Directive: Print every one of the following entries verbatim, line by line, with no alteration.

-- start Excerpted records --

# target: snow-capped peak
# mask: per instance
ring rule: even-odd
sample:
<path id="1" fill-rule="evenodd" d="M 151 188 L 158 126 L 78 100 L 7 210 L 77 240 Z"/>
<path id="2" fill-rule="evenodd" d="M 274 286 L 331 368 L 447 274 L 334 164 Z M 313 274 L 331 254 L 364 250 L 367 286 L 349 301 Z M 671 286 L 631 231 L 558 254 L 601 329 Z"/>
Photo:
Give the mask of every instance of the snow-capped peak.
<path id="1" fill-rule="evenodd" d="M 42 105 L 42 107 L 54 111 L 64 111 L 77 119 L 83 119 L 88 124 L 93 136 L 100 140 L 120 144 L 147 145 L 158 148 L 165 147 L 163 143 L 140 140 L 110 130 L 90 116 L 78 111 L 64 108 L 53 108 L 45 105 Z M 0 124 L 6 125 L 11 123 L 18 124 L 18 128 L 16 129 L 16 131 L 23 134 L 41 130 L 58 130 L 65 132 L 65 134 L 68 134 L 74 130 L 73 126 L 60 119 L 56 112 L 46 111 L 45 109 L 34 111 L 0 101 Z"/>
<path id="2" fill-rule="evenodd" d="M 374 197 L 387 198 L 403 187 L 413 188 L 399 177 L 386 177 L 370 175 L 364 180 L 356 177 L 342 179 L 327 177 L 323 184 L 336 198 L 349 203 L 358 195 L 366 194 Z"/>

-- end Excerpted records --

Final result:
# target: snow-capped peak
# mask: per instance
ring rule: even-odd
sample:
<path id="1" fill-rule="evenodd" d="M 151 188 L 158 126 L 78 100 L 7 210 L 77 240 Z"/>
<path id="2" fill-rule="evenodd" d="M 274 286 L 331 368 L 447 274 L 334 164 Z M 313 274 L 331 254 L 364 250 L 367 286 L 349 301 Z M 671 286 L 631 231 L 558 254 L 601 329 Z"/>
Photo:
Give the mask of every instance of the snow-capped peak.
<path id="1" fill-rule="evenodd" d="M 42 105 L 42 107 L 54 111 L 64 111 L 77 119 L 83 119 L 88 124 L 93 136 L 100 140 L 120 144 L 147 145 L 158 148 L 165 147 L 163 143 L 140 140 L 110 130 L 90 116 L 78 111 L 64 108 L 53 108 L 45 105 Z M 0 124 L 6 125 L 11 123 L 18 124 L 18 128 L 16 129 L 16 131 L 23 134 L 41 130 L 58 130 L 65 132 L 65 134 L 68 134 L 74 130 L 73 126 L 60 119 L 56 112 L 46 111 L 45 109 L 34 111 L 0 101 Z"/>
<path id="2" fill-rule="evenodd" d="M 374 197 L 387 198 L 403 187 L 413 188 L 399 177 L 386 177 L 370 175 L 364 180 L 356 177 L 342 179 L 327 177 L 323 184 L 336 198 L 349 203 L 358 195 L 366 194 Z"/>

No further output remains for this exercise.